==== Data ====
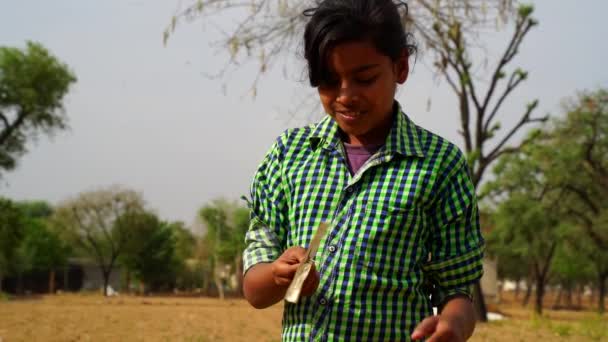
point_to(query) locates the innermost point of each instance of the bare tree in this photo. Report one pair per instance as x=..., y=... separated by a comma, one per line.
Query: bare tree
x=92, y=222
x=448, y=29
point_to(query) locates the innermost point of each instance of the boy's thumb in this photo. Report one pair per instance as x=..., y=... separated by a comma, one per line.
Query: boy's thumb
x=426, y=328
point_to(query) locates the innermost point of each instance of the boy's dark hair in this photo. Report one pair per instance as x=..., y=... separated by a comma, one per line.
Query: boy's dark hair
x=337, y=21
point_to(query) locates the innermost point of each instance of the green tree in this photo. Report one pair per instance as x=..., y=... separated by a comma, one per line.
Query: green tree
x=43, y=250
x=12, y=232
x=188, y=274
x=150, y=250
x=522, y=227
x=226, y=224
x=33, y=84
x=578, y=144
x=448, y=29
x=573, y=265
x=94, y=223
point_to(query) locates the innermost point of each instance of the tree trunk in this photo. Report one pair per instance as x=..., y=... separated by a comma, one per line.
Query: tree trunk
x=528, y=293
x=558, y=299
x=481, y=312
x=66, y=277
x=540, y=293
x=569, y=296
x=128, y=279
x=106, y=282
x=218, y=284
x=238, y=267
x=52, y=282
x=602, y=292
x=20, y=283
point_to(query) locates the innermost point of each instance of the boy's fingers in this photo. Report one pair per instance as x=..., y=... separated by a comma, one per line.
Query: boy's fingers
x=425, y=328
x=311, y=283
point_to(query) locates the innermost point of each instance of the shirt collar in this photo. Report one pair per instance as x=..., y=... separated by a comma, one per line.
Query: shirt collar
x=402, y=139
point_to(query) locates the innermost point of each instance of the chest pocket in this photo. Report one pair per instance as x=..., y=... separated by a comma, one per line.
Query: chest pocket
x=390, y=240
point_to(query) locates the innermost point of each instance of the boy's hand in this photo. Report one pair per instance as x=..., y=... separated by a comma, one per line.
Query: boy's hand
x=455, y=323
x=439, y=329
x=284, y=268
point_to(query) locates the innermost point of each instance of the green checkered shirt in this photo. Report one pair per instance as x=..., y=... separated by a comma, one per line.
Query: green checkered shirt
x=404, y=230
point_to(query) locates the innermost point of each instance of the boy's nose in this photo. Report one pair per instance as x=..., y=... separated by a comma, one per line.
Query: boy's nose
x=347, y=96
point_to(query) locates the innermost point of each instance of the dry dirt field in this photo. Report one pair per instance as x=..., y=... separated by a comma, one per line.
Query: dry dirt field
x=90, y=317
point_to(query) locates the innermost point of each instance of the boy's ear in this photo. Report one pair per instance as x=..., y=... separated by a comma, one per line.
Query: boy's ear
x=402, y=68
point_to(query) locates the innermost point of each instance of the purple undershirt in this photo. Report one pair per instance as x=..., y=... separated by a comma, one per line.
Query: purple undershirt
x=358, y=155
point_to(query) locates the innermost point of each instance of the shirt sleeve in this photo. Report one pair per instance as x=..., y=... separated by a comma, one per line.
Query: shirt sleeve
x=265, y=237
x=456, y=245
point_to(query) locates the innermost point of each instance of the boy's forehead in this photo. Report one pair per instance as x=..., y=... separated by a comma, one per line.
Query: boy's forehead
x=352, y=57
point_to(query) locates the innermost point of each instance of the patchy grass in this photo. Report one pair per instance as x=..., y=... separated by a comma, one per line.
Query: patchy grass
x=90, y=317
====
▸ **What you are asked to do**
Leave out the pictures and return every record word for word.

▸ **Result below**
point_to(query) locates the innermost point of each instance of the bare tree in this photo. Report one pair per instance as x=..., y=... separated by a comma, one per line.
Query: bare tree
x=92, y=222
x=448, y=29
point_to(query) locates the innermost point of each instance of the boy's thumb in this photo. Report one pair per instance as x=..., y=... separated by a comma, one per line.
Query: boy's thumb
x=426, y=328
point_to(query) locates the innermost point of each instance of the boy's dark hair in this photo. Report one pair per instance as x=..., y=... separated by a comma, one per line.
Query: boy's dark hair
x=337, y=21
point_to(query) locates the innermost point of each instance of the green tree in this photo. Report one pair per instance as x=..., y=... separated by a comma, one per line.
Query: green tree
x=43, y=250
x=12, y=232
x=188, y=274
x=150, y=250
x=522, y=227
x=226, y=224
x=33, y=84
x=578, y=144
x=448, y=29
x=573, y=265
x=94, y=223
point_to(query) locates the innermost point of each instance of the tree trunk in this photo. Report one pair per instance as x=..., y=... separated by a comma, one per line.
Query: tree trunk
x=528, y=293
x=558, y=299
x=481, y=312
x=66, y=277
x=540, y=293
x=569, y=296
x=128, y=279
x=106, y=282
x=218, y=284
x=238, y=267
x=52, y=282
x=602, y=292
x=20, y=283
point_to(query) locates the innermost point of each instance of the boy's fingers in this photo. Report one pair per instance as x=..., y=... separated by a comma, one per line.
Query: boy's fingers
x=425, y=328
x=311, y=283
point_to(query) locates the innermost point of each instance of the shirt collar in this photo. Report one pair per instance as x=..., y=... separated by a comma, one per line.
Query: shirt collar
x=402, y=139
point_to(query) locates the innermost point of each instance of the chest pocket in this photo. Report one pair per instance as x=..., y=... separated by a comma, one per line.
Query: chest pocket
x=390, y=240
point_to(query) locates the innermost point of each instance of the boy's hand in this photo. Report one pair per instance as x=..., y=... separated by a comma, one per line.
Query: boy's hand
x=455, y=323
x=439, y=329
x=284, y=268
point_to(query) locates the innermost point of each instance of the green checkered shirt in this photo. Report one pair per instance as x=..., y=... separated by a comma, one per line.
Query: green checkered shirt
x=404, y=230
point_to(query) locates the innermost point of each instance of the boy's nose in this photo. Report one pair per instance as x=..., y=... separated by a comma, one per line.
Query: boy's nose
x=347, y=96
point_to(query) locates the innermost point of each instance of the dry dirt field in this photo. Report one pair per instance as x=..., y=... separated by a comma, one per line.
Query: dry dirt field
x=90, y=317
point_to(query) locates the innermost point of each instance of the boy's ear in this photo. Report one pair per instance as x=..., y=... separated by a comma, one per line.
Query: boy's ear
x=402, y=68
point_to(query) locates the innermost point of each instance of the purple undershirt in this photo. Report one pair per instance as x=..., y=... separated by a comma, one per line.
Query: purple undershirt
x=358, y=155
point_to(query) locates the innermost point of each instance of the shirt sleeve in this photo. Report one pair per instance as x=..., y=... separated by a comma, one per line.
Query: shirt sleeve
x=265, y=237
x=456, y=245
point_to(query) locates the innermost point of each instance of the boy's forehead in this photo. Report one pair per instance as x=..., y=... separated by a comma, one per line.
Query: boy's forehead
x=352, y=57
point_to(query) locates the innermost point of each instance of the patchy grass in this photo. Report one pair per instance as x=..., y=... separated by a comma, one per line.
Query: patchy grass
x=90, y=317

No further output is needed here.